Textauszug ▸
·····
Freiwilliger für den Frieden
5. September 2013
Zur Erinnerung an den im Februar verstorbenen Spanienkämper Fritz
Teppich
Mai-Juni 2012
Für Fritz war es wichtig, daran zu erinnern, dass der systematischen Ermordung der Juden deren willkürliche Enteignung vorangegangen war. Das betraf auch seine Familie. Seine Schwester Mela, die ihm 1933 die Kochlehre in Paris vermittelt hatte, war mit dem Sohn des berühmten Restaurant- und Hotelunternehmens Kempinski verheiratet. Kempinski wurde 1937 »arisiert«, im Nachkriegsdeutschland tauchte der Name dieses »hitlerverwurzelten Hotelkonzerns« wieder als Nobelmarke auf. Jahrelang führte Fritz Teppich den Kampf um eine Erinnerungsplakette, die den Hotelgästen heute anzeigt, auf welchem Fundament ihre Betten stehen.
·····
Aufgabe A ▸ Gib die Datensätze von der Zeile mit „Can you find the hat brim?“ bis einschließlich der Zeile mit „[[349, 556], [514, 556], [342, 555]]“ vollständig wieder. Erhöhe dabei jede Koordinate in den Antworten um 20.
·····
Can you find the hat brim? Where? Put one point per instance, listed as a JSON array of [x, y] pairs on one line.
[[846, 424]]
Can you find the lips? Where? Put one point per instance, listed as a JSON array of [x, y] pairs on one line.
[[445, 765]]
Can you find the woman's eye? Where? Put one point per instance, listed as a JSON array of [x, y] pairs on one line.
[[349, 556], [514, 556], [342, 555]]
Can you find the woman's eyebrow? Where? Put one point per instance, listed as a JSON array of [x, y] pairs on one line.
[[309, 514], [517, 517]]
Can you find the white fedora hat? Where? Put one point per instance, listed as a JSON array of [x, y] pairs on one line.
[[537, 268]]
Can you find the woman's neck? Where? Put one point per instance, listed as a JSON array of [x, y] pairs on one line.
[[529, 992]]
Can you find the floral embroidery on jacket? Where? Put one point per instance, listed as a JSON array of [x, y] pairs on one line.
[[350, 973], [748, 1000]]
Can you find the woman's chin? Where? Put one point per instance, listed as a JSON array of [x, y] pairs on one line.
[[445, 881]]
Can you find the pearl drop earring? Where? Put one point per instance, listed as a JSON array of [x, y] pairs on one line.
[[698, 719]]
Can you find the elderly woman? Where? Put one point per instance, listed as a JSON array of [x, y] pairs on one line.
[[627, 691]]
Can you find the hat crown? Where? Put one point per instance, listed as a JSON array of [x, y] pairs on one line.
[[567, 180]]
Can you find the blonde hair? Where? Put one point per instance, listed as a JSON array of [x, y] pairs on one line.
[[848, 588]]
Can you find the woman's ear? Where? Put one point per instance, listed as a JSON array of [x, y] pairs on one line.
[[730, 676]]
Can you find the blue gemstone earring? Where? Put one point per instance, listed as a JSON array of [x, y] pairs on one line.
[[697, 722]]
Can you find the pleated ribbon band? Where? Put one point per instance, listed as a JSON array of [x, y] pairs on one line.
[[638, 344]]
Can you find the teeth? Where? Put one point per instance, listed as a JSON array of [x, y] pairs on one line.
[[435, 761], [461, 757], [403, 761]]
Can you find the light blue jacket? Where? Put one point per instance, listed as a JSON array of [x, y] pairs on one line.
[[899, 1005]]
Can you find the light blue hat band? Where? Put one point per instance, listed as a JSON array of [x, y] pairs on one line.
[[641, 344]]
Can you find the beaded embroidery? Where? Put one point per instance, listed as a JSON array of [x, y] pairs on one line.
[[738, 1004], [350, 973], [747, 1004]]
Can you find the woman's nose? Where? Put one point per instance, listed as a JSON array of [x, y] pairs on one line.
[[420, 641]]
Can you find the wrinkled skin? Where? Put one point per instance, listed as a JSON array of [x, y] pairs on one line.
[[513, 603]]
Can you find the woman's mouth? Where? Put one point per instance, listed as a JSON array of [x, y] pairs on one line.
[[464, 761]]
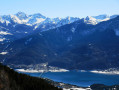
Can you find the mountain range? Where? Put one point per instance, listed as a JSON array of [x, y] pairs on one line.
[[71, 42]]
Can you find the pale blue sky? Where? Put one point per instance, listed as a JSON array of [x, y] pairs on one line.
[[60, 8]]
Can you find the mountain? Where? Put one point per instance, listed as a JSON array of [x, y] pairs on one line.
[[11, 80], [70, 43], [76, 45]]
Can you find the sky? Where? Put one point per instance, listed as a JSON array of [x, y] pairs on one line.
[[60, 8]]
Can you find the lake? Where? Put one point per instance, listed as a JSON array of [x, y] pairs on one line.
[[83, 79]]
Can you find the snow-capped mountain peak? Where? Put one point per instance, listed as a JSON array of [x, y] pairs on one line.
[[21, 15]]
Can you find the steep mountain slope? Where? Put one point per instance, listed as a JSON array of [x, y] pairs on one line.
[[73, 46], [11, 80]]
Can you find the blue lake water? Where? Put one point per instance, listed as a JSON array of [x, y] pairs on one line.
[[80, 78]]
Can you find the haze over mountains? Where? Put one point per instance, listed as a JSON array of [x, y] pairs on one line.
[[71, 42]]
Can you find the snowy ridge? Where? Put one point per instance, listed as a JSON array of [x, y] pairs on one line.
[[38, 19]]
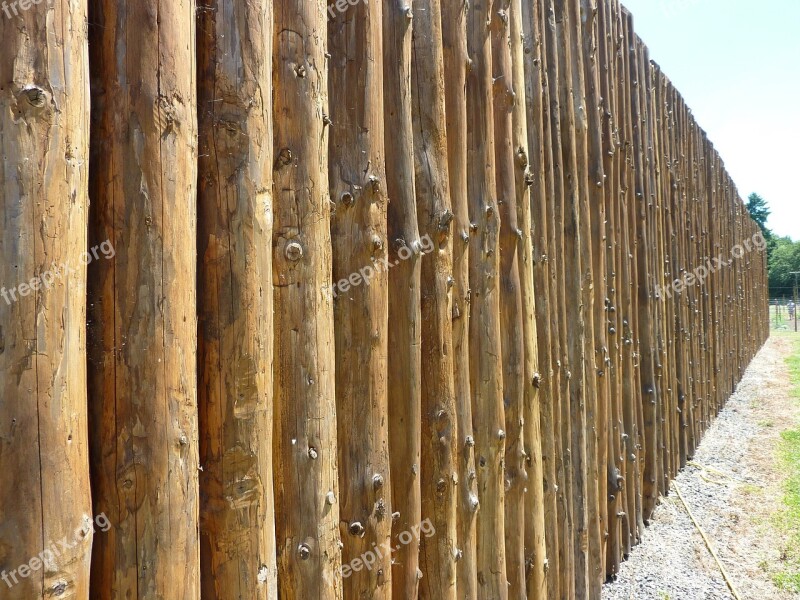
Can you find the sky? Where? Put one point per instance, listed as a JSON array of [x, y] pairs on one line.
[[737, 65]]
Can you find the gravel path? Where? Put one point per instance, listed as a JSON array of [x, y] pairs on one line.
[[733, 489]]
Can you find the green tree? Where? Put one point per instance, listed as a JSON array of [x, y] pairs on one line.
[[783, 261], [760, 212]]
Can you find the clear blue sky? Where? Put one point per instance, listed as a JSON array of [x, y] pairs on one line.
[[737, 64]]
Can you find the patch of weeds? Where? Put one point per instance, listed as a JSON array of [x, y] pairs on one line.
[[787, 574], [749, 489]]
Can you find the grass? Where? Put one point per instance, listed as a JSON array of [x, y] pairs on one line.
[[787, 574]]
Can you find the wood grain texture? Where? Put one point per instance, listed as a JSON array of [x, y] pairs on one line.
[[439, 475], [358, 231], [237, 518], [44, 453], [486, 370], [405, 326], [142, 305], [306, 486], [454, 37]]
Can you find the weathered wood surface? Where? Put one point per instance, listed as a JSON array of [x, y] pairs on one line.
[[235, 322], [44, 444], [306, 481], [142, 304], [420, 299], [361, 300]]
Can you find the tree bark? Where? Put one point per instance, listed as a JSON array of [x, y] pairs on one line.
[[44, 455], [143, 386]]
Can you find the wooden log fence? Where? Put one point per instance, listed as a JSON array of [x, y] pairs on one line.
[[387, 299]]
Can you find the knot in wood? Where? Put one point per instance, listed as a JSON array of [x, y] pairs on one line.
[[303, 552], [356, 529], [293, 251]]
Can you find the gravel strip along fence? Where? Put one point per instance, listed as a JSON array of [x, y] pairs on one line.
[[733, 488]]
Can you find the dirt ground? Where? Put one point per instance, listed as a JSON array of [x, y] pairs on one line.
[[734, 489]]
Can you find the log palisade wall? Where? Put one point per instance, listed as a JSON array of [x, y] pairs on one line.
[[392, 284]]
·····
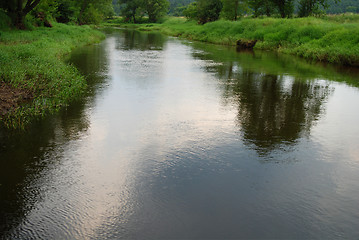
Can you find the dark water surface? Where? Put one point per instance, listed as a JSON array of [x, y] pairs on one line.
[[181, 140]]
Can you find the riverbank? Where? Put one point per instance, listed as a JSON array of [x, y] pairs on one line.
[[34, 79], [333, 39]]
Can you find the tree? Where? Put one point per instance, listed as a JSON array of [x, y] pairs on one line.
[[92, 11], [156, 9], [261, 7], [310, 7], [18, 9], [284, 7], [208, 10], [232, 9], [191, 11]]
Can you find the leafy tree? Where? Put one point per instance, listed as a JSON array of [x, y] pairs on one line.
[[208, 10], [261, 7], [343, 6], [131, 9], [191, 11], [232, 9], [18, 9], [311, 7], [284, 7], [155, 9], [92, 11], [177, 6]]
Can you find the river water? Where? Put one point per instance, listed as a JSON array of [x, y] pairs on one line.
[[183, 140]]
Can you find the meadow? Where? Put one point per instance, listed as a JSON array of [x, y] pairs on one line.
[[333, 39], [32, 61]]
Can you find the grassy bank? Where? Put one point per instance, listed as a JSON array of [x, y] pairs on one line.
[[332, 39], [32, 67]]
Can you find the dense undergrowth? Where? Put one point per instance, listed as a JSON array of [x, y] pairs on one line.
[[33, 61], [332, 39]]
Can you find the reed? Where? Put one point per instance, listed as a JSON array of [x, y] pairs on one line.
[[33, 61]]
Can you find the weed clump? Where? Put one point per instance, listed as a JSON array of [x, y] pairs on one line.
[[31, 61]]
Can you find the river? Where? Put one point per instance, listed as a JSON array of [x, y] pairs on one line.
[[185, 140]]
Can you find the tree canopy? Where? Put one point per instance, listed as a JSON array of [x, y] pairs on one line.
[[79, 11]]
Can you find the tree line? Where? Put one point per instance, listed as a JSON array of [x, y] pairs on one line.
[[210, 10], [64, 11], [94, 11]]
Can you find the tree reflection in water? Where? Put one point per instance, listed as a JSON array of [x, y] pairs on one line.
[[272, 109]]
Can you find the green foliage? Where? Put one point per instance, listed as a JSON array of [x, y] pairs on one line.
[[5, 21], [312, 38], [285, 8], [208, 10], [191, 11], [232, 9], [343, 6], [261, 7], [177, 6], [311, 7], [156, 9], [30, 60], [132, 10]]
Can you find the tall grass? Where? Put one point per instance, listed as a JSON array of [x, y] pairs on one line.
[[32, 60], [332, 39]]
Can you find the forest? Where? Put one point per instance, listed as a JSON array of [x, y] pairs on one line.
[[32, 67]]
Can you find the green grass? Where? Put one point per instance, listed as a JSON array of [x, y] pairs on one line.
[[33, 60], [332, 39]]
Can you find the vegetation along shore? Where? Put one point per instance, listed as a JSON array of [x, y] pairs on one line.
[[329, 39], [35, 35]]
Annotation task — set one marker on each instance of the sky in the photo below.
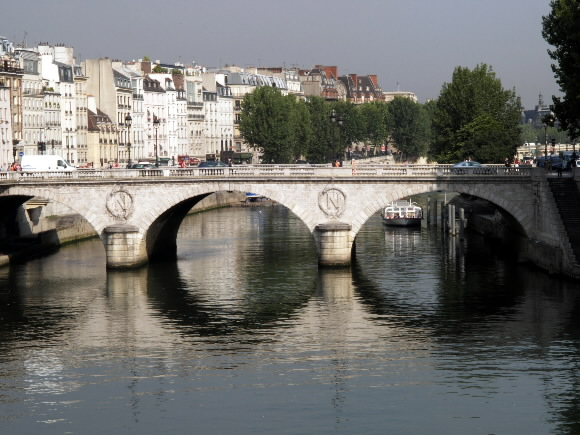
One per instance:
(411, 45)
·····
Aufgabe B ▸ Prüfe anhand des Textauszugs über Fritz Teppich, ob die folgenden Aussagen zutreffen, und antworte jeweils mit Ja oder Nein samt den entscheidenden Worten des Textes als genauem Zitat: (i) Fritz Teppichs Schwester Mela vermittelte ihm 1933 eine Kochlehre in Paris. (ii) Kempinski wurde 1933 „arisiert“. (iii) Mela war mit dem Sohn des Unternehmens Kempinski verheiratet.

Lösung A ▸
Can you find the hat brim? Where? Put one point per instance, listed as a JSON array of [x, y] pairs on one line.
[[866, 444]]
Can you find the lips? Where? Put one point per instance, listed as a JSON array of [x, y] pairs on one line.
[[465, 785]]
Can you find the woman's eye? Where? Put one point per instance, listed as a JSON array of [x, y] pairs on one line.
[[369, 576], [534, 576], [362, 575]]

Lösung B ▸
(i) Ja: „Seine Schwester Mela, die ihm 1933 die Kochlehre in Paris vermittelt hatte“
(ii) Nein: „Kempinski wurde 1937 »arisiert«“
(iii) Ja: „war mit dem Sohn des berühmten Restaurant- und Hotelunternehmens Kempinski verheiratet“